Search the records for the string "target", then copy each line where it appears.

::: Records shown

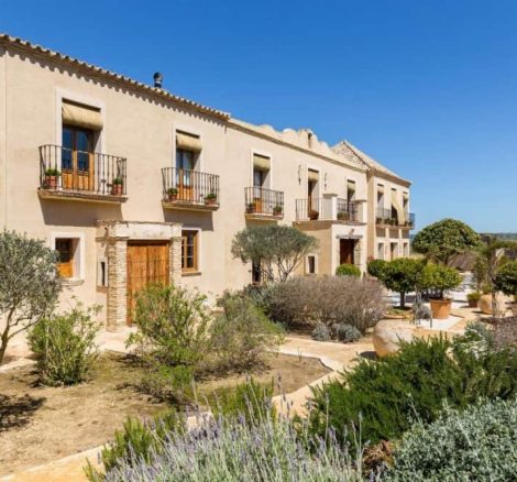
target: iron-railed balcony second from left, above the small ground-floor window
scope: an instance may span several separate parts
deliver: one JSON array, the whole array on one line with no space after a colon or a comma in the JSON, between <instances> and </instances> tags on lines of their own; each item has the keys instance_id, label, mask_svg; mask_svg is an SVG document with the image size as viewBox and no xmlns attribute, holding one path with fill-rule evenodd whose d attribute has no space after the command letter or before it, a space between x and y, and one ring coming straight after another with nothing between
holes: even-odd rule
<instances>
[{"instance_id":1,"label":"iron-railed balcony second from left, above the small ground-floor window","mask_svg":"<svg viewBox=\"0 0 517 482\"><path fill-rule=\"evenodd\" d=\"M219 176L216 174L164 167L162 182L164 208L194 211L219 209Z\"/></svg>"}]
</instances>

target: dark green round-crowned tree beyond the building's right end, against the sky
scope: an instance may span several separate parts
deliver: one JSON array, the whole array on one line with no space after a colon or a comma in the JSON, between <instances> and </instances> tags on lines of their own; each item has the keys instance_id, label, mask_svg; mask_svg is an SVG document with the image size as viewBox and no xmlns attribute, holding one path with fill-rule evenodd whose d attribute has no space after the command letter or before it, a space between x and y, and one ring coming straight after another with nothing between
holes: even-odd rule
<instances>
[{"instance_id":1,"label":"dark green round-crowned tree beyond the building's right end, against the sky","mask_svg":"<svg viewBox=\"0 0 517 482\"><path fill-rule=\"evenodd\" d=\"M442 219L424 228L413 241L413 249L417 253L444 265L455 254L475 251L480 245L480 235L455 219Z\"/></svg>"}]
</instances>

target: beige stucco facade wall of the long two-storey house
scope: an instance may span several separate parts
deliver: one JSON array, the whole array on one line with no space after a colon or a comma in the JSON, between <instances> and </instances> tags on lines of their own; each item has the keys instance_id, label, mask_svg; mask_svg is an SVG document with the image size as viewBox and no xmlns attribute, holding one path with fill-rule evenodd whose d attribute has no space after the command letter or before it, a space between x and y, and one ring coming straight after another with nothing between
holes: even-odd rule
<instances>
[{"instance_id":1,"label":"beige stucco facade wall of the long two-storey house","mask_svg":"<svg viewBox=\"0 0 517 482\"><path fill-rule=\"evenodd\" d=\"M103 129L97 150L128 158L127 202L45 200L37 196L38 146L62 144L62 98L101 109ZM175 163L176 129L200 136L202 151L197 169L220 176L220 208L213 212L162 207L161 168ZM97 303L106 307L107 289L97 286L97 261L107 258L105 241L97 234L99 220L177 222L200 229L200 272L183 276L182 283L211 295L250 283L251 266L233 260L230 245L235 232L261 222L246 220L244 216L244 188L252 185L254 152L271 156L268 187L284 191L285 211L280 222L290 226L295 221L295 200L307 197L308 168L320 173L319 196L345 197L346 180L354 180L355 198L369 199L363 220L370 221L371 217L366 169L344 165L327 144L307 131L276 132L233 119L218 120L99 76L56 66L44 56L18 51L6 55L1 47L0 142L3 227L48 243L56 233L72 233L84 240L84 275L68 286L63 295L64 304L69 304L70 295L75 295L87 305ZM320 238L320 250L333 253L320 258L320 273L333 273L337 237L351 229L362 237L364 269L370 252L369 228L337 224L324 232L315 232Z\"/></svg>"}]
</instances>

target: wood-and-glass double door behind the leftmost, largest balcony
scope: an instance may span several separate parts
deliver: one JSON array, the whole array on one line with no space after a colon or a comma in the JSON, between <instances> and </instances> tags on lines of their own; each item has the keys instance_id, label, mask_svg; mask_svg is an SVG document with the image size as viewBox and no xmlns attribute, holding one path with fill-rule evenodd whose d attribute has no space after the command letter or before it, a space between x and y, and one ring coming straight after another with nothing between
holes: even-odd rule
<instances>
[{"instance_id":1,"label":"wood-and-glass double door behind the leftmost, largest balcony","mask_svg":"<svg viewBox=\"0 0 517 482\"><path fill-rule=\"evenodd\" d=\"M94 131L63 125L62 185L64 189L95 189Z\"/></svg>"}]
</instances>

::::::

▶ **Output for this task**
target: iron-railed balcony second from left, above the small ground-floor window
target: dark green round-crowned tree beyond the building's right end, against the sky
target: beige stucco facade wall of the long two-storey house
target: wood-and-glass double door behind the leftmost, largest balcony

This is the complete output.